══ Data section

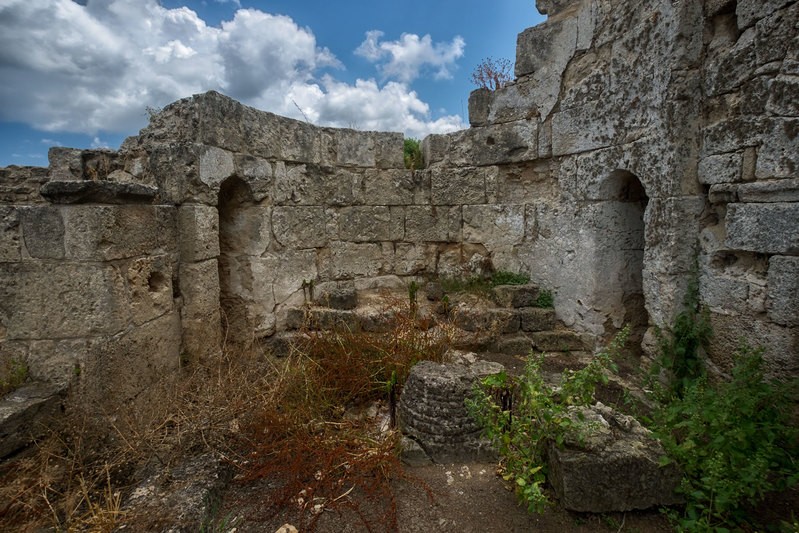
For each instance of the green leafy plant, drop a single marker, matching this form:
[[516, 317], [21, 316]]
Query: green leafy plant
[[13, 375], [680, 351], [523, 416], [733, 440], [412, 154]]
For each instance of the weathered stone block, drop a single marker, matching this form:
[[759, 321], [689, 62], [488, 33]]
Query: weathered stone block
[[216, 165], [198, 232], [78, 300], [312, 185], [432, 410], [778, 156], [115, 232], [433, 224], [388, 187], [722, 168], [456, 187], [783, 290], [767, 228], [199, 287], [43, 231], [150, 285], [515, 296], [353, 260], [300, 227], [534, 319], [367, 223], [496, 226], [28, 414], [610, 463], [785, 190]]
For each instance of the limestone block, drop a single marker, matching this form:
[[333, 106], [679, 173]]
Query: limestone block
[[300, 227], [216, 165], [150, 285], [534, 319], [496, 226], [515, 296], [432, 411], [64, 300], [750, 11], [784, 190], [456, 187], [42, 231], [56, 361], [721, 168], [733, 134], [65, 163], [778, 156], [411, 259], [723, 294], [246, 230], [257, 173], [544, 51], [368, 223], [198, 232], [125, 367], [27, 414], [355, 148], [479, 105], [199, 287], [581, 129], [102, 192], [781, 344], [766, 228], [388, 187], [722, 193], [103, 233], [610, 463], [308, 185], [433, 224], [301, 142], [282, 274], [725, 72], [354, 260], [388, 150], [783, 290]]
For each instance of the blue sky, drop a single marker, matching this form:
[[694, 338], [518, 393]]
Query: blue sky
[[83, 73]]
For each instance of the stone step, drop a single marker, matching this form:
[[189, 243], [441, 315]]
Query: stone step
[[26, 414], [515, 296]]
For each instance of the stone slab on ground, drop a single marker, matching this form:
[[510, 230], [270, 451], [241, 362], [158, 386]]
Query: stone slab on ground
[[612, 465], [26, 414]]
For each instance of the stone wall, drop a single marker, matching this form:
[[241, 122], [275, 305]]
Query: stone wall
[[643, 144], [649, 143]]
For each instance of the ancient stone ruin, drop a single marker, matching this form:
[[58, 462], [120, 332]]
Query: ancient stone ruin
[[643, 145]]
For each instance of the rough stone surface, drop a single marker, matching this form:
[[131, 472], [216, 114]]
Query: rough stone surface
[[614, 467], [27, 414], [432, 411]]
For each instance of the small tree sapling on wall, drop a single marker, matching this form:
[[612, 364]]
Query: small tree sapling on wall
[[493, 74]]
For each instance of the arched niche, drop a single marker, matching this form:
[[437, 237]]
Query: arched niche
[[619, 241]]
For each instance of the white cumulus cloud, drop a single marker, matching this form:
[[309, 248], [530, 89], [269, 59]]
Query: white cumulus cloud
[[97, 65], [406, 58]]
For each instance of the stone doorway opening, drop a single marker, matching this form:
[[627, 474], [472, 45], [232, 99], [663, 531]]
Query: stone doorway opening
[[620, 244], [235, 274]]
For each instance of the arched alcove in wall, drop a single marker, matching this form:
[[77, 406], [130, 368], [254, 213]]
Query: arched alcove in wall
[[235, 274], [619, 241]]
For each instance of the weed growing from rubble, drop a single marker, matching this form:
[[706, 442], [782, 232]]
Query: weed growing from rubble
[[13, 374], [523, 416]]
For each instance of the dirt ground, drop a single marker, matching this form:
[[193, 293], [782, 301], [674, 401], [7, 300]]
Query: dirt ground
[[464, 498]]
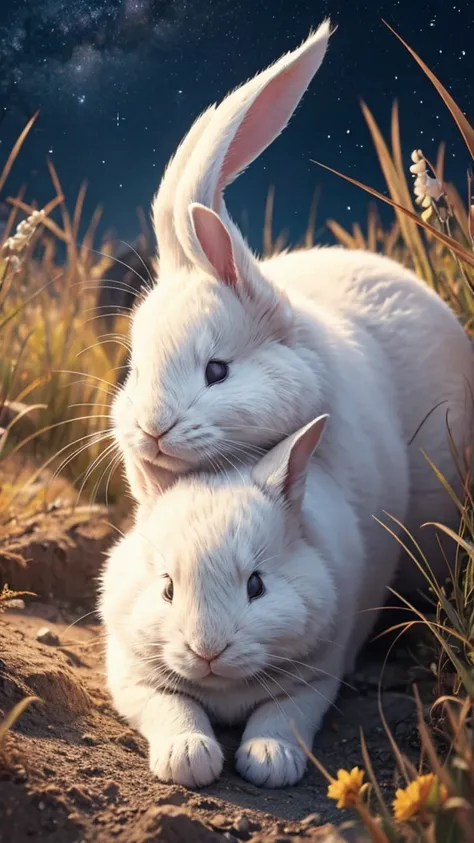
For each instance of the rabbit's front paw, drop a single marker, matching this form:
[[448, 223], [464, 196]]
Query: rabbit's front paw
[[270, 762], [191, 759]]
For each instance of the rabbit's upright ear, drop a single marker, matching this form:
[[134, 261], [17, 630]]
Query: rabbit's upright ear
[[242, 126], [282, 471], [171, 253]]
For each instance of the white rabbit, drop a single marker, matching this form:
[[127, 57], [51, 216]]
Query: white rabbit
[[231, 353], [240, 597]]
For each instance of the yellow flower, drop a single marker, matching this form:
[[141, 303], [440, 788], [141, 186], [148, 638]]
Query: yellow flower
[[347, 787], [425, 792]]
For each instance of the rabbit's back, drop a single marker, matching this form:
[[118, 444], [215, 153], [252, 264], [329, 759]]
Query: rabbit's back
[[428, 356]]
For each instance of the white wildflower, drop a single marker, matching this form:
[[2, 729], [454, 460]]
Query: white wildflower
[[24, 231], [426, 188]]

════

▶ _Description of the task_
Each entry above is to be duplicated exactly, and its pictures omitted.

▶ _Response to this task_
For each instance of the green leafy plant, drop a single marker, matching this form:
[[516, 317], [21, 316]]
Query: green leafy plant
[[13, 375], [680, 351], [523, 416], [733, 440], [412, 154]]
For each instance of the weathered stone block, drop a single marker, matching this form:
[[759, 321], [689, 62], [488, 33]]
Query: weathered stone block
[[216, 165], [198, 232], [78, 300], [312, 185], [432, 410], [778, 156], [115, 232], [433, 224], [388, 187], [722, 168], [456, 187], [783, 290], [767, 228], [199, 287], [43, 231], [150, 285], [515, 296], [353, 260], [300, 227], [534, 319], [367, 223], [496, 226], [28, 414], [610, 463], [785, 190]]
For each instance of the limestone block, drop a single marker, matching this form:
[[333, 106], [679, 173]]
Query: limestone block
[[300, 227], [216, 165], [150, 285], [534, 319], [496, 226], [515, 296], [432, 411], [64, 300], [750, 11], [784, 190], [456, 187], [42, 231], [56, 361], [721, 168], [733, 134], [65, 163], [778, 156], [411, 259], [723, 294], [246, 230], [257, 173], [544, 51], [368, 223], [198, 232], [125, 367], [27, 414], [355, 148], [479, 105], [199, 287], [581, 129], [102, 192], [781, 344], [766, 228], [388, 187], [722, 193], [103, 233], [610, 463], [308, 185], [433, 224], [301, 142], [282, 274], [725, 72], [354, 260], [388, 150], [783, 290]]
For each instance of the blue sky, drop a single marker, matching this form:
[[694, 338], [518, 393]]
Query: blue sky
[[83, 73]]
For each instance of the stone step, drop a single marker, matching this form:
[[189, 243], [441, 315]]
Query: stone step
[[26, 414], [515, 296]]
For each instance of the stone slab on ground, drop a single marker, matching this form:
[[510, 230], [270, 451], [241, 362], [158, 386]]
Query: stone slab on ground
[[612, 465], [26, 414]]
For each instance of the stone wall, drop a single marker, matching this form:
[[241, 122], [275, 305]]
Query: stone wall
[[643, 144], [649, 143]]
For each instance of the ancient stone ruin, drop a single marker, matching this form:
[[58, 462], [120, 332]]
Query: ancient stone ruin
[[643, 145]]
For each instance of the rough stone surface, drop a single marker, matching this form:
[[131, 472], [216, 114]]
Query: rough stone surface
[[614, 467], [27, 414], [432, 411]]
For each instance of the small tree sapling on wall, drop a single marker, matching this form:
[[612, 364]]
Query: small tree sapling on wall
[[493, 74]]
For each instance of the arched niche, drop a single marker, matching this form:
[[437, 237]]
Query: arched niche
[[619, 241]]
For each instance of the white cumulus cloud, drop a single marker, matching this form:
[[309, 248], [530, 89], [269, 59]]
Query: white cumulus cloud
[[97, 65], [406, 58]]
For each instance of the stone doorway opening, drop a single marker, matching this form:
[[627, 474], [472, 45], [232, 99], [663, 531]]
Query: stone doorway opening
[[620, 244], [235, 274]]
For each instance of the arched alcove in wall, drop a single marker, matching this form:
[[77, 406], [130, 368], [254, 213]]
Query: arched alcove in wall
[[235, 274], [619, 241]]
For each instance of the weed growing from rubble, drop a single marker, matching this form:
[[706, 442], [782, 232]]
Query: weed growing from rubble
[[13, 374], [523, 416]]
For each instance of the dirt ground, drop a single marker, matching this form:
[[193, 293], [782, 301], [674, 401], [7, 300]]
Query: dirt ground
[[464, 498]]
For each instance of the rabbit's front paw, drop a single marker, matching this form:
[[448, 223], [464, 196]]
Query: rabbit's front paw
[[270, 762], [191, 759]]
For each instance of the rabbit's upright ear, drop a single marker, matching this form:
[[134, 261], [17, 630]]
Query: rabbit's upright ear
[[242, 126], [282, 471], [171, 253]]
For each instance of the white rabbit, drop a single marker, matching this form:
[[127, 57], [51, 216]]
Query: white rabbit
[[231, 353], [240, 597]]
For each instance of the yellow flower, drop a single marker, matching this form:
[[141, 303], [440, 788], [141, 186], [148, 638]]
Query: yellow flower
[[347, 787], [425, 792]]
For each instance of the rabbit's back, drop a single marker, matching this form:
[[118, 444], [215, 153], [252, 264], [329, 759]]
Query: rabbit's back
[[428, 356]]
For each instance of the white wildflower, drop a single marker, matching this form:
[[2, 729], [454, 460]]
Query: white wildflower
[[24, 231], [426, 188]]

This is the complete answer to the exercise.